*Dataset excerpts*:
..........
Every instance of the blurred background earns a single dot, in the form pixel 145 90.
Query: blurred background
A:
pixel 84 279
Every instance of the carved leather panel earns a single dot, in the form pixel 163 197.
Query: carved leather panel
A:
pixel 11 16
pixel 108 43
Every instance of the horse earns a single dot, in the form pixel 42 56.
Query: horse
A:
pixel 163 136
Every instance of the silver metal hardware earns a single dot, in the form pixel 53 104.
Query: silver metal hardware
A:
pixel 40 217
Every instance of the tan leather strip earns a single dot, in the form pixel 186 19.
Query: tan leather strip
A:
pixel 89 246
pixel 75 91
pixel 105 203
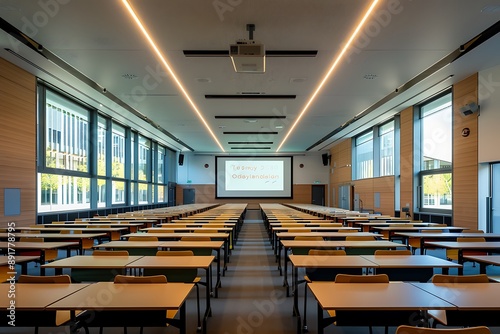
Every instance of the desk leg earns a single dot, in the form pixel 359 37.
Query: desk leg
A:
pixel 218 283
pixel 461 261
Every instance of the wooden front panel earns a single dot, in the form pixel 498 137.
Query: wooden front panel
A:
pixel 18 141
pixel 465 150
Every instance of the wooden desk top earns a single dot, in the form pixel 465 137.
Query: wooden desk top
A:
pixel 410 261
pixel 481 296
pixel 340 235
pixel 488 259
pixel 110 296
pixel 37 296
pixel 90 261
pixel 17 259
pixel 172 262
pixel 320 261
pixel 340 243
pixel 375 296
pixel 37 245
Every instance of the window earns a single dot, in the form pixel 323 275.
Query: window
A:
pixel 436 154
pixel 386 145
pixel 364 156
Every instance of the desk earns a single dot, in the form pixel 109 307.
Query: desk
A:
pixel 476 303
pixel 127 305
pixel 484 260
pixel 461 246
pixel 21 260
pixel 404 301
pixel 31 302
pixel 450 236
pixel 388 232
pixel 288 244
pixel 9 247
pixel 181 262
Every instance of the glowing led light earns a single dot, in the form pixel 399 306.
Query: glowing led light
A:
pixel 169 69
pixel 327 76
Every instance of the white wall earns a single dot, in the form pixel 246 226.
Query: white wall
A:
pixel 194 172
pixel 489 115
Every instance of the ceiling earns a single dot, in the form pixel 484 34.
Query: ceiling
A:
pixel 406 51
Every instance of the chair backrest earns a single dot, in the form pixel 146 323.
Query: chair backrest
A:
pixel 120 279
pixel 101 252
pixel 359 238
pixel 344 278
pixel 31 239
pixel 188 238
pixel 474 239
pixel 404 329
pixel 392 252
pixel 44 279
pixel 480 278
pixel 145 238
pixel 175 253
pixel 307 238
pixel 327 252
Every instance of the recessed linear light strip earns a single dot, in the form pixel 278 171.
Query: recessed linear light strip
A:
pixel 169 69
pixel 327 76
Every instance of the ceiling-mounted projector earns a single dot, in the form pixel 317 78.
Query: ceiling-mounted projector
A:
pixel 248 57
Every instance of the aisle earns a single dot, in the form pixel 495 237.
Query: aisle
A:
pixel 252 299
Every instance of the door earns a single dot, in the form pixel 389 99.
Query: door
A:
pixel 494 200
pixel 188 196
pixel 318 194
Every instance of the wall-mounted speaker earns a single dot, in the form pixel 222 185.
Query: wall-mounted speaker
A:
pixel 325 159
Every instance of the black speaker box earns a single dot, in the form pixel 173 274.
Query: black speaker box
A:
pixel 324 156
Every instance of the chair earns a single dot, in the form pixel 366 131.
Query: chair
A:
pixel 143 250
pixel 404 329
pixel 98 274
pixel 323 274
pixel 45 318
pixel 452 254
pixel 150 315
pixel 180 275
pixel 50 254
pixel 367 318
pixel 450 317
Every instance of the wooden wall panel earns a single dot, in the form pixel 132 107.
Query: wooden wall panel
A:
pixel 406 159
pixel 18 141
pixel 465 155
pixel 205 193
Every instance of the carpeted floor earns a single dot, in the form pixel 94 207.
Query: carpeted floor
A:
pixel 252 299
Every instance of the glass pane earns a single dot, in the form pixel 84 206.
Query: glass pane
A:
pixel 101 146
pixel 118 192
pixel 60 192
pixel 144 151
pixel 101 193
pixel 118 155
pixel 364 159
pixel 437 134
pixel 143 193
pixel 161 194
pixel 67 134
pixel 437 191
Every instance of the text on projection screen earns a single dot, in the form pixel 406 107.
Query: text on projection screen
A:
pixel 254 175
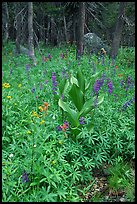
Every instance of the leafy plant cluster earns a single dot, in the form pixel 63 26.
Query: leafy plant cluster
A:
pixel 42 162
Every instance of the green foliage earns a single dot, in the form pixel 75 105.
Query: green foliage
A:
pixel 83 105
pixel 58 165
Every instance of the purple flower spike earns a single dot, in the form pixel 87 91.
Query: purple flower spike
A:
pixel 110 88
pixel 25 177
pixel 33 90
pixel 81 121
pixel 54 83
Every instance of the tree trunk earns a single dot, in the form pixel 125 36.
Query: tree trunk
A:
pixel 53 33
pixel 30 30
pixel 65 29
pixel 6 24
pixel 80 29
pixel 18 27
pixel 118 30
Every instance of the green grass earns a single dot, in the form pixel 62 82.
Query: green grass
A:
pixel 55 164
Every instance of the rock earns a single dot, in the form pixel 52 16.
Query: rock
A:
pixel 94 44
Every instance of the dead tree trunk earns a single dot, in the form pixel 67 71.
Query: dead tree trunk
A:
pixel 80 29
pixel 18 27
pixel 118 30
pixel 65 29
pixel 30 30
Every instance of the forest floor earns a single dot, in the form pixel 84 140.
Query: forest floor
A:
pixel 102 192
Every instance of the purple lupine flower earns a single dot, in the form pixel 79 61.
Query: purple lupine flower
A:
pixel 98 60
pixel 62 55
pixel 41 86
pixel 54 83
pixel 11 70
pixel 79 63
pixel 81 121
pixel 113 60
pixel 66 123
pixel 44 72
pixel 49 56
pixel 33 90
pixel 63 72
pixel 27 67
pixel 103 60
pixel 46 81
pixel 115 97
pixel 121 82
pixel 59 128
pixel 110 88
pixel 25 177
pixel 96 86
pixel 62 97
pixel 94 67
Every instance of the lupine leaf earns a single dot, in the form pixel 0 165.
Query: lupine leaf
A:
pixel 73 115
pixel 77 96
pixel 81 80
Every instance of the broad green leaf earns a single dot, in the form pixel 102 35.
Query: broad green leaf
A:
pixel 81 80
pixel 73 80
pixel 91 81
pixel 90 127
pixel 87 107
pixel 73 115
pixel 64 84
pixel 77 96
pixel 100 99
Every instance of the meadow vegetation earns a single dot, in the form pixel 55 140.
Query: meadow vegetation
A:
pixel 63 118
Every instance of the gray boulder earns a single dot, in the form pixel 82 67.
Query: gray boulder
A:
..........
*EXERCISE OBJECTIVE*: Show all lines above holding the word "broad".

*EXERCISE RESULT*:
Every instance of the broad green leaf earns a single dot, in the form pixel 102 35.
Query: broad green leaf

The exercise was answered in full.